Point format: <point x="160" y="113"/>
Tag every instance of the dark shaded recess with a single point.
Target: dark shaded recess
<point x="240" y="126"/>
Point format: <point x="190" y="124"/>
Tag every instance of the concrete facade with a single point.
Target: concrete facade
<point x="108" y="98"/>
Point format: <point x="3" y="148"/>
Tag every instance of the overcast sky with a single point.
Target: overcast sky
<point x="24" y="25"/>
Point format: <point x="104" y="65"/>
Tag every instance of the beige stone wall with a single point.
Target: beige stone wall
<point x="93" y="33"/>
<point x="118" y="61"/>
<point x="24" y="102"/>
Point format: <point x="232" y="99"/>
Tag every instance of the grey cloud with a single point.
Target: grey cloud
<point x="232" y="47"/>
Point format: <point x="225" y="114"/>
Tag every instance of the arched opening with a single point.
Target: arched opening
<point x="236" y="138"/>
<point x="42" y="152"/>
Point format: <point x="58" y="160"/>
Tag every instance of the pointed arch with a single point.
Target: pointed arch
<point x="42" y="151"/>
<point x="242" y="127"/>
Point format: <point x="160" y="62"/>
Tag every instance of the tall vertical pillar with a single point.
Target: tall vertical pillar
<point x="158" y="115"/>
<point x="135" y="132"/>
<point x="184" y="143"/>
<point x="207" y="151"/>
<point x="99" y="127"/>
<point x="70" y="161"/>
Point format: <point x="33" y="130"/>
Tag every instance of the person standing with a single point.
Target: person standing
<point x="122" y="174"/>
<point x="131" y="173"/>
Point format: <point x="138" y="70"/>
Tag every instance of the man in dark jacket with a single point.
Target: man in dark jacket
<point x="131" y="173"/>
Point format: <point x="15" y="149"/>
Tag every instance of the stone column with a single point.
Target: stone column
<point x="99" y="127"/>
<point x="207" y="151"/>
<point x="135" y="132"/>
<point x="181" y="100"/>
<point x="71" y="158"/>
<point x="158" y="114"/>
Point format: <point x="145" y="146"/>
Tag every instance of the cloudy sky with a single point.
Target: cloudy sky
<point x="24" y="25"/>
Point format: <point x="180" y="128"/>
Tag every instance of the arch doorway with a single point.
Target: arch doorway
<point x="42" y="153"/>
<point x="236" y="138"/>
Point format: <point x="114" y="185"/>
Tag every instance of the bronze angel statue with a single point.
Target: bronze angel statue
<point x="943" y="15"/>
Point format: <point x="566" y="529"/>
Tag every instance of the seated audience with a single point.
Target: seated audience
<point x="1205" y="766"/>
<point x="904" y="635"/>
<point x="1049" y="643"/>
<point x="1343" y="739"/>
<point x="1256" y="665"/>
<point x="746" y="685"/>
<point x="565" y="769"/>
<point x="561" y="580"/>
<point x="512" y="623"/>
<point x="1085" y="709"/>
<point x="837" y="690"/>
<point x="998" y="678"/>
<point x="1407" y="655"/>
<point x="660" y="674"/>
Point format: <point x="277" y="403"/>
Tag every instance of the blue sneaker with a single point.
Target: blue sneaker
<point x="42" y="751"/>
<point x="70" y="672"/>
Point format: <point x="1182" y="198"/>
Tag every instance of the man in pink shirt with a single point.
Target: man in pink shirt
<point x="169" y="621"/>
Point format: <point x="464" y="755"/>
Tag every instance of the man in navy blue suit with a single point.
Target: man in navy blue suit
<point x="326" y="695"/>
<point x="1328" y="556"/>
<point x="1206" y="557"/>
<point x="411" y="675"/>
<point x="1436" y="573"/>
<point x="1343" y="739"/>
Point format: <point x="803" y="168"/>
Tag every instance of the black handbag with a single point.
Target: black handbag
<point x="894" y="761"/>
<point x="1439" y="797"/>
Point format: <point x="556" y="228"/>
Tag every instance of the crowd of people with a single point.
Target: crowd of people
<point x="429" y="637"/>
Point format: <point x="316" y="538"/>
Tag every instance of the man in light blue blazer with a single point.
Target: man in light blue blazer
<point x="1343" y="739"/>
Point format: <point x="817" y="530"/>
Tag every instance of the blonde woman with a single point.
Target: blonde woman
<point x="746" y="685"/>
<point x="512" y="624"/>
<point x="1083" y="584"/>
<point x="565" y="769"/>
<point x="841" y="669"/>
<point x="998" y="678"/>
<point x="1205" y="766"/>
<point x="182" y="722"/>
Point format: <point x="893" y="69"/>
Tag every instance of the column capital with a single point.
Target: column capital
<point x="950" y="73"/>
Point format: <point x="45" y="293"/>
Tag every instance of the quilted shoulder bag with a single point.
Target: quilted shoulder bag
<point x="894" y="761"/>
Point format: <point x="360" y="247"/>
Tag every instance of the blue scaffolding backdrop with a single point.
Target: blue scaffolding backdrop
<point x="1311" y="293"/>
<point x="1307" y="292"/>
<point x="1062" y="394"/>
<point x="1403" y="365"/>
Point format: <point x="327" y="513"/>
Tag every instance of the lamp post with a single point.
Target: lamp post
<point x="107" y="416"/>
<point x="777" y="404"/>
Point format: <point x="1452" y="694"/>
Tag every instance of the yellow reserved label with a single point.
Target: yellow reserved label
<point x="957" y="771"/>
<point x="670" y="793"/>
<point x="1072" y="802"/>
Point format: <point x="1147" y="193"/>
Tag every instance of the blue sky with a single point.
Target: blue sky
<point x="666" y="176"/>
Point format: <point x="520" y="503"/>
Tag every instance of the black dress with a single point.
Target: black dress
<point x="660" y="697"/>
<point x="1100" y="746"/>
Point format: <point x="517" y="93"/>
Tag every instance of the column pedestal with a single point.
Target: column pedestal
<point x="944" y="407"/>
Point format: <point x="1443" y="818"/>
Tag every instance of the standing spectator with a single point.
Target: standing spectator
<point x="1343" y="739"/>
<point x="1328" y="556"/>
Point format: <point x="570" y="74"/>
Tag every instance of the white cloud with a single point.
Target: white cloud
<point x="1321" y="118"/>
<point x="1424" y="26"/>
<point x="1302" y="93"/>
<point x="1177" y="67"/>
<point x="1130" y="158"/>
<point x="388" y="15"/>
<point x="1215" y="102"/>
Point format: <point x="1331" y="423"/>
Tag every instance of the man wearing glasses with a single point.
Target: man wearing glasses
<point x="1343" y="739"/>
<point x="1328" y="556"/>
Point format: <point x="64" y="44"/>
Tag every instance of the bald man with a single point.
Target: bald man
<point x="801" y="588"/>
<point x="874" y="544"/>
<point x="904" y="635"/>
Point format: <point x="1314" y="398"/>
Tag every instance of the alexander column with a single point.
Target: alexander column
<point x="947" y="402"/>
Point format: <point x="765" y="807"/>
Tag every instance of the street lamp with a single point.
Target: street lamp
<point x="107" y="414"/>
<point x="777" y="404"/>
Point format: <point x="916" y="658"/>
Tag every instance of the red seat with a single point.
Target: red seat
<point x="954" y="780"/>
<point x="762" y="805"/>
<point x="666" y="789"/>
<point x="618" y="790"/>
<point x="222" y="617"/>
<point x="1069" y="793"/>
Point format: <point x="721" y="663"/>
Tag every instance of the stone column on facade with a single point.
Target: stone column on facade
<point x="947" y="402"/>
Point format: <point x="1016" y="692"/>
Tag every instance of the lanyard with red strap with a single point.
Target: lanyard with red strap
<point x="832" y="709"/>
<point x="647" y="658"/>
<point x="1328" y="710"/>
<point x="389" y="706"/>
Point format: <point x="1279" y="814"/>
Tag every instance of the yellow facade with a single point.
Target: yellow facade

.....

Word for word, repeat the records above.

Point format: <point x="160" y="113"/>
Tag every instance of the dark shaded recess with a single point.
Target: dark shaded recess
<point x="240" y="126"/>
Point format: <point x="190" y="124"/>
Tag every instance of the concrete facade with a single point.
Target: concrete facade
<point x="108" y="98"/>
Point format: <point x="3" y="148"/>
Tag every instance of the overcast sky with a single point.
Target: overcast sky
<point x="24" y="25"/>
Point format: <point x="104" y="65"/>
Tag every instance of the beige stone wall with a single point.
Target: beige stone wall
<point x="93" y="33"/>
<point x="118" y="61"/>
<point x="24" y="102"/>
Point format: <point x="232" y="99"/>
Tag every instance of the grey cloud with a single point.
Target: grey cloud
<point x="232" y="47"/>
Point format: <point x="225" y="114"/>
Tag every instance of the arched opening with a single point.
Target: arched opening
<point x="236" y="138"/>
<point x="42" y="152"/>
Point format: <point x="58" y="160"/>
Tag every instance of the pointed arch with a single point.
Target: pointed arch
<point x="42" y="151"/>
<point x="242" y="127"/>
Point format: <point x="160" y="62"/>
Tag every instance of the tall vertical pillar with a single point.
Target: tall vertical pillar
<point x="158" y="115"/>
<point x="135" y="132"/>
<point x="184" y="143"/>
<point x="207" y="151"/>
<point x="99" y="127"/>
<point x="70" y="161"/>
Point format: <point x="33" y="130"/>
Tag every instance of the person standing with a single point.
Target: person standing
<point x="122" y="174"/>
<point x="131" y="173"/>
Point format: <point x="138" y="70"/>
Tag every instance of the man in dark jacket with a single point.
Target: man in dark jacket
<point x="131" y="173"/>
Point format: <point x="15" y="149"/>
Tag every instance of the stone column with a single point.
Target: stone column
<point x="99" y="127"/>
<point x="207" y="151"/>
<point x="135" y="132"/>
<point x="181" y="100"/>
<point x="71" y="158"/>
<point x="158" y="114"/>
Point format: <point x="145" y="146"/>
Tag every instance of the cloudy sky with a single point.
Target: cloudy sky
<point x="24" y="25"/>
Point format: <point x="180" y="128"/>
Tag every instance of the arch doorway with a single point.
Target: arch doorway
<point x="42" y="153"/>
<point x="236" y="138"/>
Point format: <point x="114" y="185"/>
Tag every instance of the bronze angel statue with a single point.
Target: bronze angel statue
<point x="943" y="15"/>
Point format: <point x="566" y="529"/>
Tag every instance of the seated audience with a single point.
Target: seated audience
<point x="1205" y="766"/>
<point x="904" y="635"/>
<point x="1049" y="643"/>
<point x="1343" y="739"/>
<point x="1256" y="665"/>
<point x="746" y="685"/>
<point x="565" y="769"/>
<point x="561" y="580"/>
<point x="512" y="623"/>
<point x="1085" y="709"/>
<point x="837" y="690"/>
<point x="998" y="678"/>
<point x="1407" y="655"/>
<point x="660" y="674"/>
Point format: <point x="277" y="403"/>
Tag every instance of the blue sneaker with a single point.
Target: blue sneaker
<point x="42" y="751"/>
<point x="70" y="672"/>
Point format: <point x="1182" y="198"/>
Tag every instance of the man in pink shirt with a single point.
Target: man in pink shirt
<point x="169" y="621"/>
Point format: <point x="464" y="755"/>
Tag every instance of the man in navy blue suit with a single point.
Target: man in navy blue suit
<point x="326" y="695"/>
<point x="1328" y="556"/>
<point x="1206" y="557"/>
<point x="411" y="675"/>
<point x="1436" y="573"/>
<point x="1343" y="739"/>
Point format: <point x="803" y="168"/>
Tag every instance of the black handbag with a single point.
Target: black handbag
<point x="894" y="761"/>
<point x="1439" y="797"/>
Point format: <point x="556" y="228"/>
Tag every instance of the crowd of people with a single point.
Target: crowd of people
<point x="429" y="637"/>
Point format: <point x="316" y="538"/>
Tag every instance of the man in light blue blazer with a single point.
Target: man in light blue blazer
<point x="1343" y="739"/>
Point format: <point x="817" y="530"/>
Tag every instance of the blonde woman with a single point.
Target: blonde woman
<point x="746" y="685"/>
<point x="512" y="624"/>
<point x="1083" y="584"/>
<point x="565" y="769"/>
<point x="841" y="669"/>
<point x="998" y="678"/>
<point x="1205" y="766"/>
<point x="182" y="722"/>
Point format: <point x="893" y="69"/>
Tag every instance of the column capital with a single point.
Target: column capital
<point x="950" y="73"/>
Point format: <point x="45" y="293"/>
Tag every instance of the quilted shoulder bag with a single point.
Target: quilted shoulder bag
<point x="894" y="761"/>
Point format: <point x="360" y="247"/>
Tag every instance of the blue scaffolding backdrop with a single point.
Target: blue scaffolding backdrop
<point x="1311" y="293"/>
<point x="1307" y="292"/>
<point x="1062" y="394"/>
<point x="1403" y="365"/>
Point format: <point x="327" y="513"/>
Tag every instance of the lamp post with a single point.
Target: lamp post
<point x="107" y="416"/>
<point x="777" y="404"/>
Point format: <point x="1452" y="694"/>
Tag every instance of the yellow reserved label with a single point.
Target: yellow reserved label
<point x="957" y="771"/>
<point x="670" y="793"/>
<point x="1072" y="802"/>
Point format: <point x="1147" y="193"/>
Tag every instance of the blue sky with a single point.
Target: blue sky
<point x="666" y="176"/>
Point format: <point x="520" y="503"/>
Tag every instance of the black dress with a single point.
Target: black dress
<point x="660" y="697"/>
<point x="1100" y="746"/>
Point format: <point x="517" y="93"/>
Tag every instance of the column pedestal with a single point.
Target: column pedestal
<point x="944" y="407"/>
Point format: <point x="1443" y="818"/>
Tag every instance of the standing spectator with a single point.
Target: standing spectator
<point x="1343" y="739"/>
<point x="1328" y="556"/>
Point format: <point x="570" y="74"/>
Tag every instance of the white cloud with a single point.
Target: white cloud
<point x="1321" y="118"/>
<point x="1424" y="26"/>
<point x="1302" y="93"/>
<point x="1177" y="67"/>
<point x="1130" y="158"/>
<point x="388" y="15"/>
<point x="1215" y="102"/>
Point format: <point x="1331" y="423"/>
Tag every instance of the man wearing glasses with a single point.
Target: man wearing glasses
<point x="1343" y="739"/>
<point x="1328" y="556"/>
Point format: <point x="64" y="44"/>
Tag every instance of the bald man with a single point.
Target: bald man
<point x="801" y="588"/>
<point x="874" y="544"/>
<point x="904" y="635"/>
Point format: <point x="1314" y="398"/>
Tag every instance of the alexander column with a single point.
Target: alexander column
<point x="947" y="402"/>
Point format: <point x="765" y="807"/>
Tag every instance of the street lamp with a single point.
Target: street lamp
<point x="107" y="414"/>
<point x="777" y="404"/>
Point format: <point x="916" y="658"/>
Tag every instance of the red seat with a single point.
Target: red seat
<point x="954" y="780"/>
<point x="762" y="805"/>
<point x="666" y="789"/>
<point x="618" y="790"/>
<point x="222" y="617"/>
<point x="1069" y="793"/>
Point format: <point x="721" y="663"/>
Tag every instance of the stone column on facade with a single point.
Target: stone column on facade
<point x="947" y="402"/>
Point format: <point x="1016" y="692"/>
Tag every instance of the lanyard with red strap with a single point.
Target: lanyard with red strap
<point x="832" y="709"/>
<point x="647" y="658"/>
<point x="1328" y="710"/>
<point x="389" y="706"/>
Point format: <point x="1279" y="814"/>
Tag every instance of the yellow facade with a single point.
Target: yellow facade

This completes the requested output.